**THE REQUEST:** Repeat every row below word for word, changing nothing.

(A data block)

◆ ◆ ◆ ◆

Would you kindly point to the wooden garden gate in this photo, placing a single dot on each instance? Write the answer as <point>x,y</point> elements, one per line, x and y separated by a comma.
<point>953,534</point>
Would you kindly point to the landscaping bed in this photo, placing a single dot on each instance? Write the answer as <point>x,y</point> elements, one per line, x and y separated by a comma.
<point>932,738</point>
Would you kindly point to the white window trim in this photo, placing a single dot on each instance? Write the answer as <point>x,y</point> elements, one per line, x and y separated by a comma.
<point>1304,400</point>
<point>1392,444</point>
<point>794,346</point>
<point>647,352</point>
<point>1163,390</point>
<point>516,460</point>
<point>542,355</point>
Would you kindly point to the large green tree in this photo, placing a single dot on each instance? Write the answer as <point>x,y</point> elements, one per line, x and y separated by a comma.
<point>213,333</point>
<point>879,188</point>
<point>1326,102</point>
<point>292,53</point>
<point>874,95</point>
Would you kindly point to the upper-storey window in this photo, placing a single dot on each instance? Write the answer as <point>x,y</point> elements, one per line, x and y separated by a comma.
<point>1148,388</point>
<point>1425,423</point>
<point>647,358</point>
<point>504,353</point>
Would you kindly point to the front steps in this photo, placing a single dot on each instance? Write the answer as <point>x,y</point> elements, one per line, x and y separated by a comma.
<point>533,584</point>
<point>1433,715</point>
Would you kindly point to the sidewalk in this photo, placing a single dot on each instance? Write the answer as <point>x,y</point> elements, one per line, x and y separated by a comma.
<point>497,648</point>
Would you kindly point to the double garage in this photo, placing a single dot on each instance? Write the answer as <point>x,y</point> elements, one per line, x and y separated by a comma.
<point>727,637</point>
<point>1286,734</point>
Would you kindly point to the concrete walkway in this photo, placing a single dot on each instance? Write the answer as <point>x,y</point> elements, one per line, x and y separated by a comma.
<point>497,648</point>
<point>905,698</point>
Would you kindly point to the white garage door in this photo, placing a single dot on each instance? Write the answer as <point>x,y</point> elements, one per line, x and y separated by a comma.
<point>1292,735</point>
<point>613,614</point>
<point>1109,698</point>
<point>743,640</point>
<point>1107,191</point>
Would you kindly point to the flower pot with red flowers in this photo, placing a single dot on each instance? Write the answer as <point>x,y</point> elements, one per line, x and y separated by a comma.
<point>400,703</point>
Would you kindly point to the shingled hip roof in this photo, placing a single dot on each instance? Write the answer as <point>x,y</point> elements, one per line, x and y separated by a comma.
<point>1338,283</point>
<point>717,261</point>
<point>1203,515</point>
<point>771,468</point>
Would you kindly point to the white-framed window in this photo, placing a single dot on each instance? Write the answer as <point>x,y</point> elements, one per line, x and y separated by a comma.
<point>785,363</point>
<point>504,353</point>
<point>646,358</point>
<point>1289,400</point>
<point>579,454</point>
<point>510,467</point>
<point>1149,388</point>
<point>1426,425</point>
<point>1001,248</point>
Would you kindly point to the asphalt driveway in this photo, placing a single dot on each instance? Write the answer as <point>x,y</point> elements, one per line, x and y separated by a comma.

◆ ◆ ◆ ◆

**TASK SOLUTION:**
Would you kindly point to the wooden garden gate in this photo, placing a single dot on each instance? Write the answer as <point>x,y</point> elements, one per line, x and y separated by a comma.
<point>953,534</point>
Would you kindly point to the landscaping bed in this photo, placing a single dot on each instance? Write the answer as <point>x,y</point> elements, one per line, x and y separated by a comma.
<point>932,738</point>
Would you kindly point to the white window trim in this photo, placing a single dot on each instance? Write the answer as <point>x,y</point> elements, one per line, x and y separated by a comma.
<point>1304,400</point>
<point>1392,444</point>
<point>794,346</point>
<point>647,352</point>
<point>1163,390</point>
<point>516,460</point>
<point>542,355</point>
Would you kindly point to the large green tree in this photo, placing a single dot on each instance? Write the answer as <point>x,y</point> elements, one per line, x and y separated by a comma.
<point>213,333</point>
<point>879,188</point>
<point>1326,102</point>
<point>292,53</point>
<point>874,95</point>
Would you kindly point to the upper-storey window in this photo, placing a single dot on each instance? Write the answer as <point>x,y</point> elements, one per line, x and y separated by a comma.
<point>1148,388</point>
<point>1425,423</point>
<point>647,358</point>
<point>504,353</point>
Would you kindly point to the front steps in this photo, placing a single dot on each instance? Write the answer as <point>x,y</point> elements, one per line, x and y separated by a comma.
<point>533,584</point>
<point>1433,715</point>
Would you kindly point to the sidewalk in this photo, placing a single dot on each instance? Write the answer as <point>x,y</point> elements, one per line, x and y separated by a comma.
<point>497,648</point>
Would you kindly point to the double garage in this photo, placing a single dot on each instance? Write the answer as <point>x,y</point> elements, one per line, x and y separated by a comma.
<point>727,637</point>
<point>1286,734</point>
Would you kindly point to the concrete walkway in this photo, placing a single dot on each instance? Write the answer as <point>x,y</point> elements, one per line, x and y separated by a comma.
<point>497,648</point>
<point>905,698</point>
Would you kindly point to the white garage door in this photo, placing a single dot on each instance? Write the answer as <point>x,y</point> elements, one per line, x and y separated by a comma.
<point>1292,735</point>
<point>613,614</point>
<point>1109,698</point>
<point>743,640</point>
<point>1107,191</point>
Would you kindly point to the flower pot with red flowers in this photo, placing a single dot on each instance? Write the answer as <point>x,y</point> elements, one per line, x and y separated by a comma.
<point>400,703</point>
Would you kindly point to the shingled hip roof in this photo, placing a single dot on each instance? Write the answer as <point>x,y</point> elements, one per line, x and y separated by a comma.
<point>1338,283</point>
<point>717,261</point>
<point>1203,515</point>
<point>771,468</point>
Would you kindly point to the white-framed window in this photo, placing a single dot on each instance? Write the answer as <point>x,y</point> elements, one per line, x and y separated by a comma.
<point>785,363</point>
<point>504,353</point>
<point>646,358</point>
<point>1289,400</point>
<point>579,454</point>
<point>510,467</point>
<point>1149,388</point>
<point>1426,425</point>
<point>1001,248</point>
Would you kindly point to the asphalt driveway in this photo, placing a single dot on each instance? Write the answer as <point>x,y</point> elements, one per line, x and y separated by a comma.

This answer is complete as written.